Coordinate annotation rows:

--- start ---

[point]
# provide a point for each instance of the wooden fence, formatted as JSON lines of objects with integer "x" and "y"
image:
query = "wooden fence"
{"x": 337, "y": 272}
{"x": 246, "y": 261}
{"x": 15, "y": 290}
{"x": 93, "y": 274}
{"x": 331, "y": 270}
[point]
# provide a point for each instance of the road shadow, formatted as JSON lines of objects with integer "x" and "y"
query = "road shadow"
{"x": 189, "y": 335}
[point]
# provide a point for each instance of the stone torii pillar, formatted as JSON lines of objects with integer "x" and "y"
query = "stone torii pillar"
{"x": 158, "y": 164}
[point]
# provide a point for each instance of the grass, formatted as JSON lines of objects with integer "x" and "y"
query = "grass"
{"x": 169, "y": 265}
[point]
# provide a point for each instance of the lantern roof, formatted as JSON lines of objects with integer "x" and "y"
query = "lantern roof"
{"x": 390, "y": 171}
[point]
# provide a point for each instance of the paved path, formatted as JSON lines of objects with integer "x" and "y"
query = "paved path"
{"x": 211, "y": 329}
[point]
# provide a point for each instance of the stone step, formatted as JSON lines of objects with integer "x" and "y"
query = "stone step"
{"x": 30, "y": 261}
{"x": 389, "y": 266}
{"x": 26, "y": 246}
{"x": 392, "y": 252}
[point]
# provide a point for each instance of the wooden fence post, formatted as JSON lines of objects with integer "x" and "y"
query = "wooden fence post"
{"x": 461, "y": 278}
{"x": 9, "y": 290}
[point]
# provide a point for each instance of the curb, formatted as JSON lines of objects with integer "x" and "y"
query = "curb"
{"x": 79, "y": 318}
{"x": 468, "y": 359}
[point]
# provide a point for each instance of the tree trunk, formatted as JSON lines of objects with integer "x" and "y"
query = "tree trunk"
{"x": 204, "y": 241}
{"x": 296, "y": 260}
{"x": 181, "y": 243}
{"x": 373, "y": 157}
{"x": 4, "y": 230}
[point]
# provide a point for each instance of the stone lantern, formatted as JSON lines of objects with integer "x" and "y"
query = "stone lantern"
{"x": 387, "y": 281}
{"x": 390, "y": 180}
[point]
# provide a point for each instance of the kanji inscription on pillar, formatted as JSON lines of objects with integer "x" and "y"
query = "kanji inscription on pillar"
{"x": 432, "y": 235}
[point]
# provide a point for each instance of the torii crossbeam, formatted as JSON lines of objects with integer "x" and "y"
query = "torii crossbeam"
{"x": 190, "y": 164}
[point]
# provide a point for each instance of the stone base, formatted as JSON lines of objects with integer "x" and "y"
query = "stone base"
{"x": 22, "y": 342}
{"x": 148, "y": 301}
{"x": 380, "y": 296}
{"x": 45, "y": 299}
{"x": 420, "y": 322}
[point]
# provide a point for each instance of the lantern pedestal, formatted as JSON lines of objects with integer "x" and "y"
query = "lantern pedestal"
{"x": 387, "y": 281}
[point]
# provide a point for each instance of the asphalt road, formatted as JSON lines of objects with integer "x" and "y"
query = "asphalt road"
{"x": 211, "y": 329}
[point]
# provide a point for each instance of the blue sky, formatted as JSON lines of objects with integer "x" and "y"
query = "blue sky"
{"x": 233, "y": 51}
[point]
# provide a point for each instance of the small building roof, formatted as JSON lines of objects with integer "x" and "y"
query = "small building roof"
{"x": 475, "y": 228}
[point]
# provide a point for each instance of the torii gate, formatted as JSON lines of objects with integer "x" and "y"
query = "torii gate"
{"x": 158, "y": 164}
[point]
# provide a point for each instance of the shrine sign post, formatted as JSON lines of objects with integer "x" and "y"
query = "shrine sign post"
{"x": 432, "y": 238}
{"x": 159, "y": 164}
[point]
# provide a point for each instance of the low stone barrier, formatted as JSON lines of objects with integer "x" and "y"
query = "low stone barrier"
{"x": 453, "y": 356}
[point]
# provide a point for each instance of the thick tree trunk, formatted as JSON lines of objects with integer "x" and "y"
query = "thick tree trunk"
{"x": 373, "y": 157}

--- end ---
--- start ---

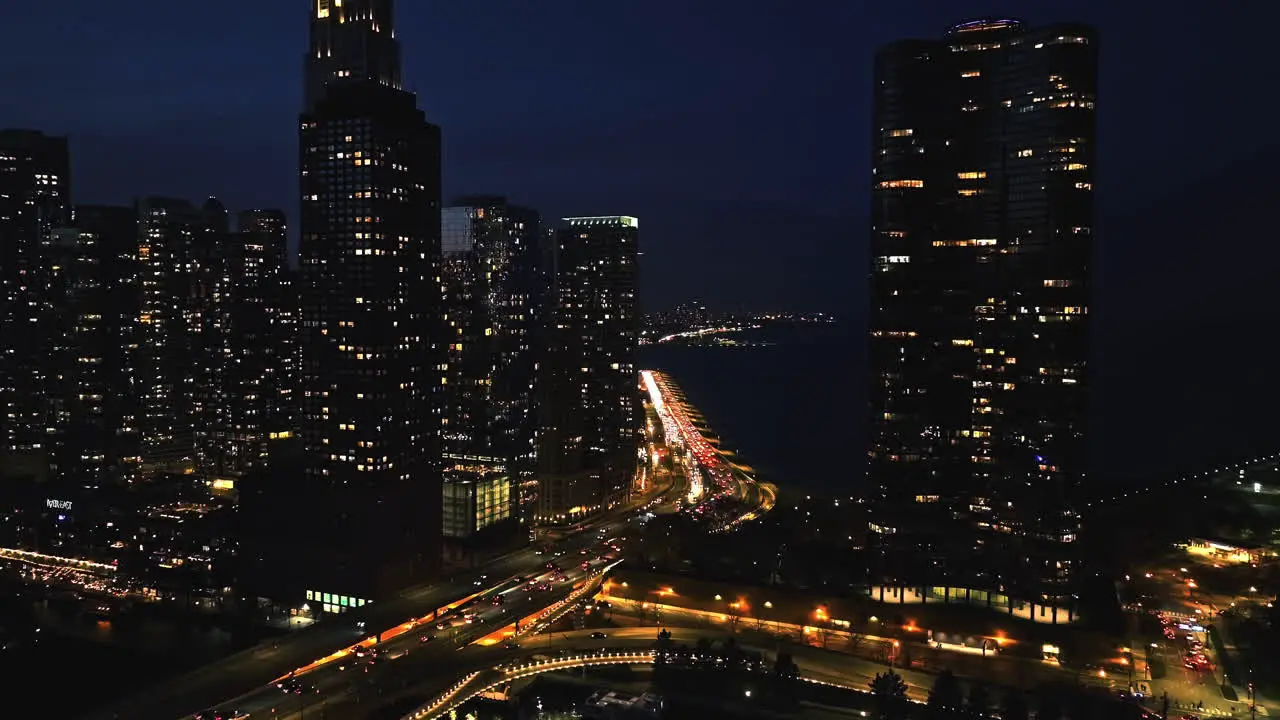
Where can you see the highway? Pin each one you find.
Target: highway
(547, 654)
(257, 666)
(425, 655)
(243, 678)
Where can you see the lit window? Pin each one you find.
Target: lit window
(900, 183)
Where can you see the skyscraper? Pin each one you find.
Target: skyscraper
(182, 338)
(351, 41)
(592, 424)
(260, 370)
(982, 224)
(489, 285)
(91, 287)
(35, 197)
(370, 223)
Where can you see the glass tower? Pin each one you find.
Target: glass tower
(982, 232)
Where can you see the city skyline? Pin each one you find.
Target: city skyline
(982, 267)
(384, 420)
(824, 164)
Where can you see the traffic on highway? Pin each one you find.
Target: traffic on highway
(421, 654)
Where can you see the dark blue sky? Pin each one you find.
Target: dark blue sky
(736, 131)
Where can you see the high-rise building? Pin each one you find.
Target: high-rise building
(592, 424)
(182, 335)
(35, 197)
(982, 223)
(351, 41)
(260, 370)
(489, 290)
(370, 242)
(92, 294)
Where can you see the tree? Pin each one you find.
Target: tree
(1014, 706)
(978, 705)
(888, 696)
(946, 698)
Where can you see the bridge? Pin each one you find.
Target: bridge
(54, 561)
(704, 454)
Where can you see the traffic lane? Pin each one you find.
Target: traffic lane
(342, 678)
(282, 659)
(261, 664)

--- end ---

Set task => Filter the rows above, keeping only the lines that contain the string "rise" with matching case, and copy each such line.

Output of the exercise =>
Where can you see the high-rise building? Pin each one you find.
Target: high-rise building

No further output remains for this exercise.